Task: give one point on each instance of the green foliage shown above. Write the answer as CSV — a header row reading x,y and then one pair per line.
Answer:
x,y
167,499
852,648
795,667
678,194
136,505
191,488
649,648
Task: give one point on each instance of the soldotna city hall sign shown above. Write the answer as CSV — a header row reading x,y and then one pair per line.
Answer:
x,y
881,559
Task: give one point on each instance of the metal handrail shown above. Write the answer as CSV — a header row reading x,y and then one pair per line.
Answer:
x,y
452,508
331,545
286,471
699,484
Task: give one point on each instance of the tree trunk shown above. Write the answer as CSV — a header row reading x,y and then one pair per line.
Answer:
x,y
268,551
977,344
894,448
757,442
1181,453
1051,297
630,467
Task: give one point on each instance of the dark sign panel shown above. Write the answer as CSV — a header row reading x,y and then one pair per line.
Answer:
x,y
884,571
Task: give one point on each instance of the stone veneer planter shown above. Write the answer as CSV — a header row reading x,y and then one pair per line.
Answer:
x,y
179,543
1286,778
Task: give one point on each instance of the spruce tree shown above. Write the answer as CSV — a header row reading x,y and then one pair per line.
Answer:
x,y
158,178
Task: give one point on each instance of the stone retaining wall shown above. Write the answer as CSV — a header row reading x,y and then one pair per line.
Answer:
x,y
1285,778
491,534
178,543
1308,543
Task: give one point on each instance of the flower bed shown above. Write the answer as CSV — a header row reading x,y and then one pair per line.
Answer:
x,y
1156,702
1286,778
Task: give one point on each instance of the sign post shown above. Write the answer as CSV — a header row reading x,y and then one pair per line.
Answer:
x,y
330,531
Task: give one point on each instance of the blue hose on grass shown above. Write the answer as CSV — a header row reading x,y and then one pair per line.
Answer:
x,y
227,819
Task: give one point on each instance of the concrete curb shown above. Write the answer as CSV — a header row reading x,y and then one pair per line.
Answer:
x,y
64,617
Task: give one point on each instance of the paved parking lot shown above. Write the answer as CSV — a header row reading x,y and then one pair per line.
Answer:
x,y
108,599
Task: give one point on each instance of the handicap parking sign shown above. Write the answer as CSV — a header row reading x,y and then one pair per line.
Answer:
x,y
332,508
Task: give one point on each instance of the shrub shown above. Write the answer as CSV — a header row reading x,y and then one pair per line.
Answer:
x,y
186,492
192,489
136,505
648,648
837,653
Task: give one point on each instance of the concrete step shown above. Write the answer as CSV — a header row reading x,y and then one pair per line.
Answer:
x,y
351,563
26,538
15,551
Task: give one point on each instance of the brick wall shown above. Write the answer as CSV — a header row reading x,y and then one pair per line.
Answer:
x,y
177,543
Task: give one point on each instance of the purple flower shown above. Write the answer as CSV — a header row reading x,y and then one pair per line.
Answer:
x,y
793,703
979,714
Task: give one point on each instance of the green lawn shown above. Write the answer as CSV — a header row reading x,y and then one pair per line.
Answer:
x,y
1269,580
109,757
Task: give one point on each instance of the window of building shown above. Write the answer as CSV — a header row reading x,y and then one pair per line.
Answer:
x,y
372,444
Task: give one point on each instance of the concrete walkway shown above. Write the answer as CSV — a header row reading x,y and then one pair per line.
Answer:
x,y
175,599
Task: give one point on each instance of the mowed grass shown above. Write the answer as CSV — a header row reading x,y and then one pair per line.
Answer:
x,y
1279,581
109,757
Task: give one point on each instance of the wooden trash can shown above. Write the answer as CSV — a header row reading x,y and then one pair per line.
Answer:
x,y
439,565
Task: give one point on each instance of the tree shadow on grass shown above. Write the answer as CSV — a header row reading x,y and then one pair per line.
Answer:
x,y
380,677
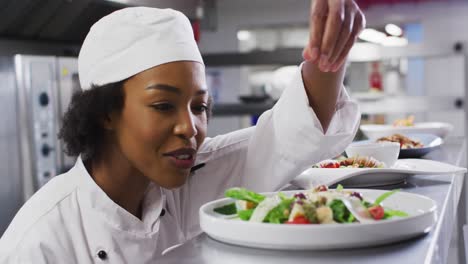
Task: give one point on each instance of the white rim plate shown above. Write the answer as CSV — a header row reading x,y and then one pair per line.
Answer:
x,y
430,142
374,132
371,177
422,217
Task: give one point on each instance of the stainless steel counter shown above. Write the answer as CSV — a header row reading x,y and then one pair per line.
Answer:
x,y
431,248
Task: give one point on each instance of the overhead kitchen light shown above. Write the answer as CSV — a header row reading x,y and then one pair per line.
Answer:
x,y
393,30
243,35
372,35
394,42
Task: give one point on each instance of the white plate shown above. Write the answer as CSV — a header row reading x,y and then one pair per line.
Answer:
x,y
368,96
422,211
368,177
374,132
430,142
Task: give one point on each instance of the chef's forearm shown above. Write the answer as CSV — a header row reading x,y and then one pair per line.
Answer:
x,y
323,89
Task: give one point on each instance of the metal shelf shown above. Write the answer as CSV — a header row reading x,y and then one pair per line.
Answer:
x,y
293,56
239,109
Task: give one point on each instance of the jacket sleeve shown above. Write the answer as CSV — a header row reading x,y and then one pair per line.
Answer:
x,y
286,140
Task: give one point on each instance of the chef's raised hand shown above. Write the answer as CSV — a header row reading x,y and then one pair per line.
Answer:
x,y
334,26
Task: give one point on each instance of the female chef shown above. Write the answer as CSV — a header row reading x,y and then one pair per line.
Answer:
x,y
139,127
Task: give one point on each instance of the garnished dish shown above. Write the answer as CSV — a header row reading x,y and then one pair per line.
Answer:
x,y
405,142
317,206
352,162
405,122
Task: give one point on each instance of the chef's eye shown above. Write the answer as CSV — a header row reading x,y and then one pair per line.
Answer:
x,y
198,109
163,107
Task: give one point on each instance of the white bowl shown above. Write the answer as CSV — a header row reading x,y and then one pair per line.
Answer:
x,y
386,152
440,129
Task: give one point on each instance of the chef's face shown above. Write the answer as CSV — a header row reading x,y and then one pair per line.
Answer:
x,y
163,121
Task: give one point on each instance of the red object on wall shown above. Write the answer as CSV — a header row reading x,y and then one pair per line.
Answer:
x,y
375,78
368,3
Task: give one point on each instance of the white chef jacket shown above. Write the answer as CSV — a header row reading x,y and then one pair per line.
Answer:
x,y
70,219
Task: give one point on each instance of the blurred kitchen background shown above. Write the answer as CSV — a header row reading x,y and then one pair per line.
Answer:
x,y
411,60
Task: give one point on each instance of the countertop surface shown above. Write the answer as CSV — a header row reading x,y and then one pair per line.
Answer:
x,y
445,190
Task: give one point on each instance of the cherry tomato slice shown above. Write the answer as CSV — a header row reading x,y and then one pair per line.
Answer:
x,y
299,220
376,211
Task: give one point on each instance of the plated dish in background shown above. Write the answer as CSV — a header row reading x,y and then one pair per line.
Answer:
x,y
372,177
415,145
353,162
414,216
411,146
317,206
374,132
405,142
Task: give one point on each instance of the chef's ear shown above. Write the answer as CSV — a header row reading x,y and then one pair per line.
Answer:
x,y
109,120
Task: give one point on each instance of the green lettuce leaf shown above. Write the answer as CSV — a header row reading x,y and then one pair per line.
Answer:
x,y
245,214
280,213
244,194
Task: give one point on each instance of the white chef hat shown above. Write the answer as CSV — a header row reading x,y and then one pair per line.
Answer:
x,y
132,40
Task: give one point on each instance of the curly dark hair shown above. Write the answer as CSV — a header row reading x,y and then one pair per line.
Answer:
x,y
82,131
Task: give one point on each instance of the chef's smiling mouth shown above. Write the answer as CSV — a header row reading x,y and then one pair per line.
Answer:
x,y
183,158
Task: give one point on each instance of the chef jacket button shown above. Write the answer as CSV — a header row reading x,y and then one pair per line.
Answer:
x,y
102,255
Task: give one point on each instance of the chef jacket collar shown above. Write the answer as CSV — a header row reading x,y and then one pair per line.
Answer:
x,y
114,214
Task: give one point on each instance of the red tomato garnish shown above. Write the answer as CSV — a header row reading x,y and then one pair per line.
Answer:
x,y
298,220
321,188
331,165
376,211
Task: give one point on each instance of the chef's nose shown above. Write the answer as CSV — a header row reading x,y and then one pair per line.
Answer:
x,y
185,126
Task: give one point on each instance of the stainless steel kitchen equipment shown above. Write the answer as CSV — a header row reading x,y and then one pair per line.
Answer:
x,y
35,91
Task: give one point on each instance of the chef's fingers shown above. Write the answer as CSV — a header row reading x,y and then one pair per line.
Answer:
x,y
317,20
334,23
359,25
346,29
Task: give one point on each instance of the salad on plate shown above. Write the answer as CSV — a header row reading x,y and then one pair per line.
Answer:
x,y
405,142
318,206
352,162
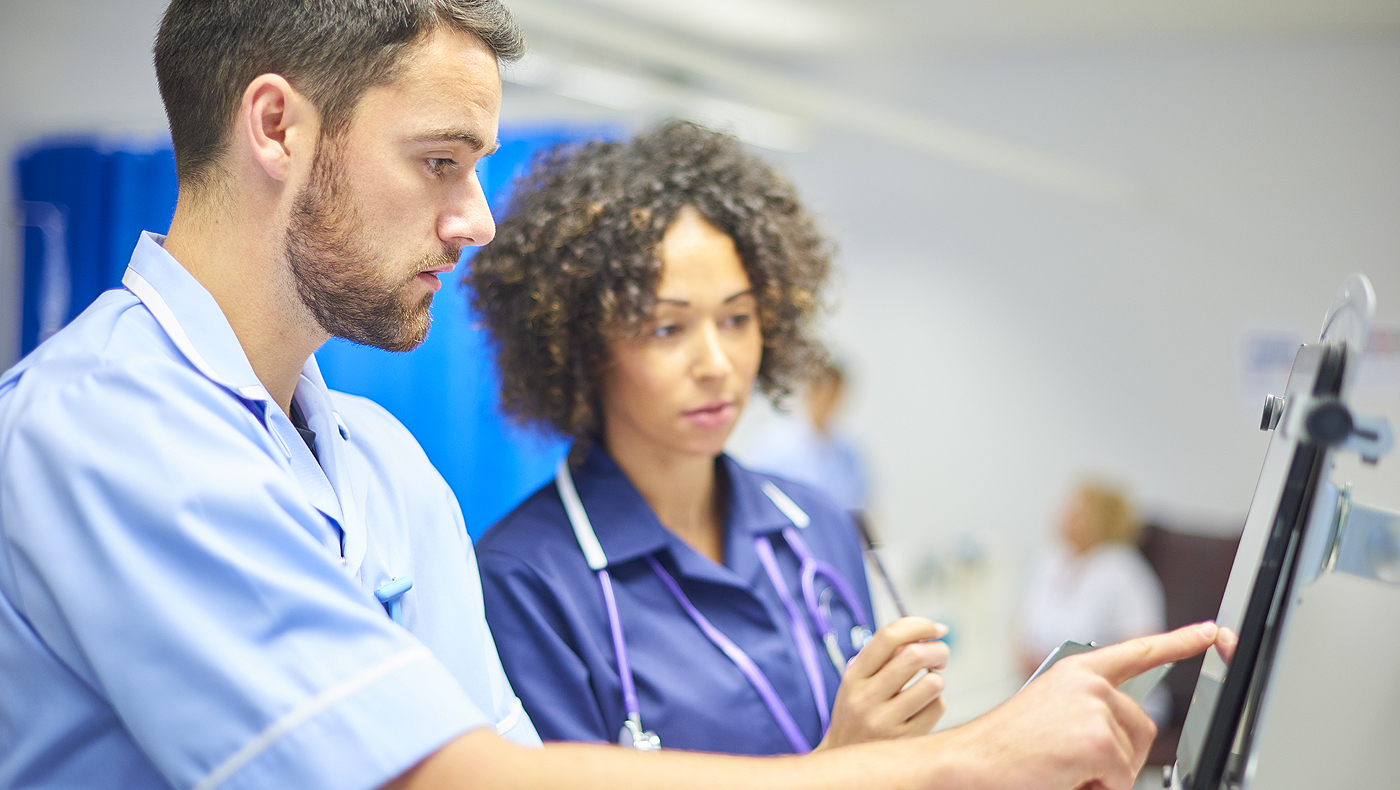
--*--
WHAT IS ASKED
From the listing above, list every line that contains the string "green". Case counts.

THE COMPLETED TASK
Task: give one point on each instance of the green foliage shown above. Write the answer as CSV — a header row reading x,y and then one pair per line.
Task: give one point on each instance of the green lawn shown above. Write the answer as CSV — a header row reading x,y and then one pair per line.
Task: give one point on each instance of the green lettuce leaf shown above. Write the answer as CSV — a header row reading x,y and then one pair per line.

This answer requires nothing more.